§ **DOCUMENT TEXT**:
──────────
# 2001 Sentra GXE. synthetic transmission fluid help



## tahir217 (Nov 19, 2010)

I have 2001 Nissan sentra 157 Kilometers.

I am the 2nd owner and the trasmission oil was never changed. My mechanic drained the oil by taking of the pan. He then filled it.

Now I like to drain it again myself 

now there are already 2 oils mixed already in the tranny, half old and half new. I want to use synthetic oil now. Someone told me that Amsoil transmission oil is the best.

1. Can I used the Amsoil ATF, if yes which one.

AMSOIL Synthetic Multi-Vehicle Automatic Transmission Fluid

or

AMSOIL Synthetic Low-Viscosity Automatic Transmission Fluid 



2. Will it be ok to add half quantiry Amosil with other 2 oils already mixed.


Thanks
Tahir


----------



## blackqg (Nov 24, 2010)

to be honest i wouldnt even waste your time doing it. if u change it every 30000 there no need to use synthetic. i would nissan atf it would be better in the long run.


----------



## tahir217 (Nov 19, 2010)

if you do every 30000, I agree with you.

but as I mentionbed, the fluid is changed on 157 K. I believe some damage is done already so thats why want to use synthetic oil now.

need to know which synthetic oil would be suitable.

Thanks


----------
──────────
§ **RECORDS SUPPLIED**:
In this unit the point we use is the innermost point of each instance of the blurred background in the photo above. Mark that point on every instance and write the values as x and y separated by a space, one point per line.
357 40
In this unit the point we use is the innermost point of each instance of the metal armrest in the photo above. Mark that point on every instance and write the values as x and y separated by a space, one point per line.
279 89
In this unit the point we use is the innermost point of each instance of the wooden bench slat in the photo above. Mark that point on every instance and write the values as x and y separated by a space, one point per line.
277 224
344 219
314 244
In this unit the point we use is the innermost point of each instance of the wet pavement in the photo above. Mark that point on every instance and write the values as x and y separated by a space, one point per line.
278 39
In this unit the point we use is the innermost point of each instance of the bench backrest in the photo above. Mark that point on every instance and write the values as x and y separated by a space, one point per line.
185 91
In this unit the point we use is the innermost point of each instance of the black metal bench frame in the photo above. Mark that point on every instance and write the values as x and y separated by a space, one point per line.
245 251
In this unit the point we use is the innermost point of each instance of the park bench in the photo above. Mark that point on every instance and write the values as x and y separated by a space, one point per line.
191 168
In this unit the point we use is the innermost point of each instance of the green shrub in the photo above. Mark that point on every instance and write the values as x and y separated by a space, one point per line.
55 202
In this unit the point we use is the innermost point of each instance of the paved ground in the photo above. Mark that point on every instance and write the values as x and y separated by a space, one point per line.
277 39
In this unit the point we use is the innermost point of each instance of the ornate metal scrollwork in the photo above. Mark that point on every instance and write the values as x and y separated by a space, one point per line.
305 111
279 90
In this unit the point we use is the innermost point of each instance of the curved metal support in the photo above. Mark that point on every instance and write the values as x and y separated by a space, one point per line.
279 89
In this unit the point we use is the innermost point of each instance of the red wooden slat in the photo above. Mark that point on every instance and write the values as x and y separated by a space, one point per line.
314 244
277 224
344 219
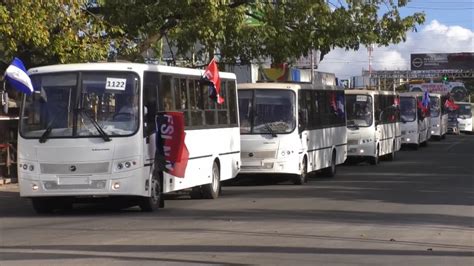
──────────
§ **GOALS**:
#1 Based on the transmission fluid thread, say yes or no to each statement, and quote the words from the thread that decide it: (a) The person who started the thread is the car's first owner. (b) The mechanic drained the oil by taking off the pan. (c) blackqg recommends switching to synthetic fluid.
#2 In the transmission fluid thread, which two Amsoil fluids does the first post offer as choices?
#3 Print the part of the transmission fluid thread starting with "1. Can I used" and going on through "oils already mixed.".
The listing has nothing to do with the transmission fluid thread.

§ **ANSWERS TO EACH TASK**:
#1
(a) No: "I am the 2nd owner and the trasmission oil was never changed."
(b) Yes: "My mechanic drained the oil by taking of the pan."
(c) No: "if u change it every 30000 there no need to use synthetic."

#2 AMSOIL Synthetic Multi-Vehicle Automatic Transmission Fluid and AMSOIL Synthetic Low-Viscosity Automatic Transmission Fluid.

#3
1. Can I used the Amsoil ATF, if yes which one.

AMSOIL Synthetic Multi-Vehicle Automatic Transmission Fluid

or

AMSOIL Synthetic Low-Viscosity Automatic Transmission Fluid 



2. Will it be ok to add half quantiry Amosil with other 2 oils already mixed.